Text passage —
◇ ◇ ◇ ◇

Extinct genus of reptiles

Mixosaurus is an extinct genus of Middle Triassic (Anisian to Ladinian, about 250-240 Mya) ichthyosaur. Its fossils have been found near the Italy–Switzerland border and in South China.

The genus was named in 1887 by George H. Baur. The name means "Mixed Lizard", and was chosen because it appears to have been a transitional form between the eel-shaped ichthyosaurs such as Cymbospondylus and the later dolphin-shaped ichthyosaurs, such as Ichthyosaurus. Baur named Mixosaurus as a new genus because its forefin was sufficiently different from that of Ichthyosaurus.

Numerous species have been described within this genus, which was once considered as the most common genus of Triassic ichthyosaurs. The type species is M. cornalianus, and the definitive number of species is debated among researchers.

◇ ◇ ◇ ◇

Provided information —
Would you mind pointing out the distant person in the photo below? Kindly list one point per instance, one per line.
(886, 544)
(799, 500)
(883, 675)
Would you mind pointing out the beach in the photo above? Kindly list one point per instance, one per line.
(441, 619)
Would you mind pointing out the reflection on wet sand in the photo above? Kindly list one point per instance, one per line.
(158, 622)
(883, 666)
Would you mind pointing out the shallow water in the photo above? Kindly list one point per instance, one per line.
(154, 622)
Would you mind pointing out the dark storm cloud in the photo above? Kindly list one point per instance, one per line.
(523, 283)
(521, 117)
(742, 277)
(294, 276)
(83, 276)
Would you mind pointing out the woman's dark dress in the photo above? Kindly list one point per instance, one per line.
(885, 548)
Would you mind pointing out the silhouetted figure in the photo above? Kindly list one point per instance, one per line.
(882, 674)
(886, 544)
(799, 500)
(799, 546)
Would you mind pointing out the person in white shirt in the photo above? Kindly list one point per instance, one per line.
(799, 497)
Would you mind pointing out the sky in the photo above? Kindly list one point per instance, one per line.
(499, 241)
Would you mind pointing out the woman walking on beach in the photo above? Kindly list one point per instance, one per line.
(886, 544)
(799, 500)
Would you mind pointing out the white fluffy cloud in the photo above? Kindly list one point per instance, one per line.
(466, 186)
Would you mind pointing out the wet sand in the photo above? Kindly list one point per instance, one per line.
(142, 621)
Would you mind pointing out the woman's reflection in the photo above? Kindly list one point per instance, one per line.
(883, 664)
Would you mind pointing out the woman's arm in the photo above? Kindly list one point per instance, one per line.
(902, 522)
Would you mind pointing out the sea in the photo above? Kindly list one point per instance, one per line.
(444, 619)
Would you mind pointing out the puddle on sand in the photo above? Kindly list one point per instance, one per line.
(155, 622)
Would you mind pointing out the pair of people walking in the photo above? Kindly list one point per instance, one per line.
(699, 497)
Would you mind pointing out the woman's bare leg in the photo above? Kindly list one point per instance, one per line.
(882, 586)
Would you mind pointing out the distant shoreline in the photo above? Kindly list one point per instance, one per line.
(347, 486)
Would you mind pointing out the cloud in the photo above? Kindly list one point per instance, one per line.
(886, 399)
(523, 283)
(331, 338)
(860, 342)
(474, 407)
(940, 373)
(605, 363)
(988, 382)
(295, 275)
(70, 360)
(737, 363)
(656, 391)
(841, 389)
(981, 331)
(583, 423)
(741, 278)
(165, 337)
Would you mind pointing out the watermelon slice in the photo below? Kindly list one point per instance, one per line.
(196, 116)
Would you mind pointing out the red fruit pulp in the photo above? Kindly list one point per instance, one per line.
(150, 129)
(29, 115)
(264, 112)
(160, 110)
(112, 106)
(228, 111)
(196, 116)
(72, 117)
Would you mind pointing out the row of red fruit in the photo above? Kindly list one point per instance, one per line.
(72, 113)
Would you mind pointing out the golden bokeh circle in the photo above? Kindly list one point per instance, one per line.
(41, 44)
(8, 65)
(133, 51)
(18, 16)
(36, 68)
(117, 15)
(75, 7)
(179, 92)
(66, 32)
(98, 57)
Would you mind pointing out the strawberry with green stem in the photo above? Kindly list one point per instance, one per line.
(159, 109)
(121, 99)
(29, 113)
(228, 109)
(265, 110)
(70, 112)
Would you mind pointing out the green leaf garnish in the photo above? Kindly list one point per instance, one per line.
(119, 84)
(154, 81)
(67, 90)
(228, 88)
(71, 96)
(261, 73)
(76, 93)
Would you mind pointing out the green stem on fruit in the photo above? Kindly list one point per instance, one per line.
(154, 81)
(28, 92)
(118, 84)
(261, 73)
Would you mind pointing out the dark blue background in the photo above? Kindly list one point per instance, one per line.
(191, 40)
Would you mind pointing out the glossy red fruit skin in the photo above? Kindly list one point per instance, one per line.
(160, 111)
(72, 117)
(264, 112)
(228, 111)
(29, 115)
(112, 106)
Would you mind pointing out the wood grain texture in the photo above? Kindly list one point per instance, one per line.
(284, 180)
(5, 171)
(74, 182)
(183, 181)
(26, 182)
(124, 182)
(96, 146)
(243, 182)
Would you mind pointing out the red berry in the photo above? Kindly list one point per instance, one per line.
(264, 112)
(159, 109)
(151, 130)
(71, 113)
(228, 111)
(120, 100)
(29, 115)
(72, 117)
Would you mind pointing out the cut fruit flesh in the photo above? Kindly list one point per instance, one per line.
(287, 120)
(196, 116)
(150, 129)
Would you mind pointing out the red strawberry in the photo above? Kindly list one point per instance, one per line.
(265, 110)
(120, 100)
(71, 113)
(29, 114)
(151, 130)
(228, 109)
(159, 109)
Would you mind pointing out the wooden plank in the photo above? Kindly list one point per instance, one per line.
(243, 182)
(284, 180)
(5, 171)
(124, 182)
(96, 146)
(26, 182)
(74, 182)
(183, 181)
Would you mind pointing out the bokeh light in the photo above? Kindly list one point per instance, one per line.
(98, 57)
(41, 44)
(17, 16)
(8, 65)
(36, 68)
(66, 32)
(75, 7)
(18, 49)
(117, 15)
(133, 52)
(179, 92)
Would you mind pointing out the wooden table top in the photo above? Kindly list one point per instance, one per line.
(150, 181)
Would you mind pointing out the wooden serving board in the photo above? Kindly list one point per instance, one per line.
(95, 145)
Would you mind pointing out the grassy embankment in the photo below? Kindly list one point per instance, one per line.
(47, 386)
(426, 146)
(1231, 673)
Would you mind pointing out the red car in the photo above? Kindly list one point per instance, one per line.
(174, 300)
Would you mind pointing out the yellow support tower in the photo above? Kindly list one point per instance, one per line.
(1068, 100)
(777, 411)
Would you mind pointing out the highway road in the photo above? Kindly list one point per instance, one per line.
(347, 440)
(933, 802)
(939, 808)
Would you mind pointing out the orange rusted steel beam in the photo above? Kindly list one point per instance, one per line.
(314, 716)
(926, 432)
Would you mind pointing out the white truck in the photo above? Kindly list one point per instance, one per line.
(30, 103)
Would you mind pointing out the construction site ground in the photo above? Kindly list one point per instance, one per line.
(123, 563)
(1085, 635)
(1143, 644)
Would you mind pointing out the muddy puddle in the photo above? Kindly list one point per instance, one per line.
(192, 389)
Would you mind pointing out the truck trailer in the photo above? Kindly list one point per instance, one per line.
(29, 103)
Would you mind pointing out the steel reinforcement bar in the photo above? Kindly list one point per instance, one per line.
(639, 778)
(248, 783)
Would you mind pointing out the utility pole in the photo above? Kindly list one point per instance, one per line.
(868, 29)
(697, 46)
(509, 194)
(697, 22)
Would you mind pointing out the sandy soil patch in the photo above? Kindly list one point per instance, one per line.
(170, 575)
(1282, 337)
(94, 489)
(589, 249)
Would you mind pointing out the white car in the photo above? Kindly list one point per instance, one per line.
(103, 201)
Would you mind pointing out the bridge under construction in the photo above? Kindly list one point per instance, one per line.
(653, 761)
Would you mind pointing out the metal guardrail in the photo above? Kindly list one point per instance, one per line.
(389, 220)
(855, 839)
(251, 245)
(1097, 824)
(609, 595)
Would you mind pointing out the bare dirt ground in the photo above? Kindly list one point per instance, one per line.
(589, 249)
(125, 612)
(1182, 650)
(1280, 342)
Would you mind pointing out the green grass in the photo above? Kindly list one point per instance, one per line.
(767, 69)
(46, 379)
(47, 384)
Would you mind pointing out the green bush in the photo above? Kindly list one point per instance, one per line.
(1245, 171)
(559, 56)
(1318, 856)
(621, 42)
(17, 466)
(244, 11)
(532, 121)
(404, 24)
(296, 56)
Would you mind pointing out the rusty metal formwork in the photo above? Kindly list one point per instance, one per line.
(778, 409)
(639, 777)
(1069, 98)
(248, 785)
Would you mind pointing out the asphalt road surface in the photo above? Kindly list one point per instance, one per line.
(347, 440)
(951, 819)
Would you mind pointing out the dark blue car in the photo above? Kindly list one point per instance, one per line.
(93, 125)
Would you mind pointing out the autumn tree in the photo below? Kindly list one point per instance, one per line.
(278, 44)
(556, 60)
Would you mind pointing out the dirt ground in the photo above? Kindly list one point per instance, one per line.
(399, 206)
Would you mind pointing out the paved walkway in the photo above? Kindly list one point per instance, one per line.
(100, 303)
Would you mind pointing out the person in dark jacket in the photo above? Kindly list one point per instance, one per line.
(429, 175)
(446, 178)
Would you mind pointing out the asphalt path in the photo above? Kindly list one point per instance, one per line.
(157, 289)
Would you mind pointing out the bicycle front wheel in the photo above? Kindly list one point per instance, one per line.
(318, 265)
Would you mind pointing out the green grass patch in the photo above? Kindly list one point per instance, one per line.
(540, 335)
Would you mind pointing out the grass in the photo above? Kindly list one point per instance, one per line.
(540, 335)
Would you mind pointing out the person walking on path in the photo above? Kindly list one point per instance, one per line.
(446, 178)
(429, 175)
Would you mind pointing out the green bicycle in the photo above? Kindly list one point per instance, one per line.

◇ ◇ ◇ ◇

Prompt — Continue the passage on Mixosaurus, picking up after its final sentence.

Answer below —
==Description==

Mixosaurus with a human hand to scale

Mixosaurus was a small ichthyosaur, measuring 73–100 cm long and weighing 2.2–5.7 kg. The largest specimens would have measured over 2 m in length. It possessed a long tail with a low fin, suggesting it wasn't as fast as Jurassic Ichthyosaurs, but also possessed a dorsal fin for stability in the water. The paddle-like limbs were made up of five toes each, unlike the three toes found in later Ichthyosaurs. Noteworthy, however, is that each toe had more individual bones than is usual in reptiles, and the front limbs were longer than the back limbs, both adaptations typical of later ichthyosaurs. The jaws were narrow, with several sharp teeth, that would have been ideal for catching fish. They had relatively large skulls compared to their bodies, unlike the basal ichthyosaurs, but resembled fish-shaped ichthyosaurs that appeared later. They had around 50 vertebrae in front of the pelvic girdle, around twice as many as terrestrial diapsids.
Recent studies suggest that genus Mixosaurus may have lived near shore or in a shelf-like habitat as it possesses more compact spongy bone within its long bones than other Ichthyosaurs.

==Species==
A 2024 study which described the new species M. luxiensis showed that the identity of species within Mixosaurus is debated among researchers except for M. cornalianus and M. kuhnschnyderi. M. xindianensis has been suggested as species inquirenda, and it may more likely belong to Phalarodon.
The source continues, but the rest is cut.